What you will do.
Pick up the text below on the sea urchin 185/333 gene family and continue it from its last sentence.

:: Reading text ::

Additionally, a diverse set of transcripts called 185/333 is strongly upregulated in response to a variety of immunological challenges [27-30]. 185/333 sequences are of particular interest due to their diversity and expression patterns. Of 81 originally characterized 185/333 cDNA sequences, 67 had unique nucleotide sequences encoding 64 unique protein sequences [27]. Further analysis of expression patterns indicated that certain 185/333 sequences may be preferentially upregulated in response to particular pathogen-associated molecular patterns (PAMPs) [29]. Alignment of the transcripts required the insertion of large gaps, creating 25 blocks of sequence called elements, and an identifiable leader. The sequences also contained five types of repeats, the borders of which did not correspond to the element borders. Because individual 185/333 sequences included a variable subset of elements, their presence and absence were used to define element patterns. Specific patterns observed in numerous clones defined cDNA sets [27]. Although the mRNA structure strongly implied alternative splicing [27], two assembled 185/333 genes from an early assembly of the S. purpuratus genome indicated that, with the exception of the leader, all elements were located on a single exon [30]. Due to the substantial diversity of the mRNA and the unexpectedly simple gene structure, it was of interest to characterize the 185/333 gene family more closely.

The results presented here illustrate that the observed 185/333 transcript diversity is at least partially the result of a highly diverse family of genes present in the sea urchin genome. Previous studies suggest that there are about 100 different 185/333 alleles per sea urchin [30]. The diversity of 185/333 is illustrated by the fact that 71% of 171 cloned and sequenced genes were unique, and from these, 33 element patterns were identified, about half of which were newly described. From this and previous studies [27,29,30], a total of 51 element patterns are now known from 16 S. purpuratus individuals. We also show that the closely linked genes are flanked by short repeats, which may facilitate diversification through gene conversion, recombination, or meiotic mispairing. Overall the data show that the 185/333 gene family represents a new example of molecular diversity among invertebrate immune systems.

:::
:: Given entries ::

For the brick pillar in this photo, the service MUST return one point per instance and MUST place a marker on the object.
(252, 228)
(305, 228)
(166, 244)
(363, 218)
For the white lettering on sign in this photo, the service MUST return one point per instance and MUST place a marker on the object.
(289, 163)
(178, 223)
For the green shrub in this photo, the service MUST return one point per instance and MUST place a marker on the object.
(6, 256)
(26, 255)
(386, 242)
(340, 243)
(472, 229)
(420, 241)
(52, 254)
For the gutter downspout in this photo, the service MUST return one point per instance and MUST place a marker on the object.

:::

Response to this exercise.
Results

The 185/333 genes are variable in size

Searches of the initial assembly of the S. purpuratus genome (assembly 09/22/03; http://hgsc.bcm.tmc.edu/projects/seaurchin webcite) identified two 185/333 genes, which were small (<2 kb) [30]. It was therefore feasible to analyze entire genes amplified by PCR from genomic DNA (gDNA) using primers flanking the 185/333 coding region (185-5'UTR and 185-3'UTR; Table 1). Analysis of the 185/333 genes using PCR revealed five major sizes of genes ranging from 1.2 to 2.0 kb. A representative result from one of six sea urchins is shown in Figure 1A. Amplicons derived from three different sea urchins were cloned and sequenced. In total, 171 genes were cloned and sequenced from gDNA: 87 genes from animal 2 coelomocytes, 34 genes from animal 4 coelomocytes, and 50 genes from animal 10 sperm. Clones with identical nucleotide sequence were assumed to be derived from the same gene and omitted from further analysis. In total, 121 unique genes were identified: 53 from animal 2, 30 from animal 4, and 38 from animal 10. The genes ranged in size from 1206 to 1894 nucleotides (nt) (Figure 1A; Additional file 1). The structure of all cloned genes was consistent with previous data [30] and had two exons separated by a small intron. The first exon was short (51 or 54 nt) and encoded the leader, whereas the much longer second exon (771–1431 nt) encoded the remainder of the open reading frame (ORF). The intron ranged in size from 380 to 413 nt (average = 407 nt). Although a minor band of ~4 kb was also observed, no genes larger than 2 kb were cloned. Therefore, the structures of these putative genes are unknown.

Additional file 1. Characteristics of the cloned 185/333 genes. A table describing all of the genes cloned and sequences, their accession numbers, size, element pattern and intron type.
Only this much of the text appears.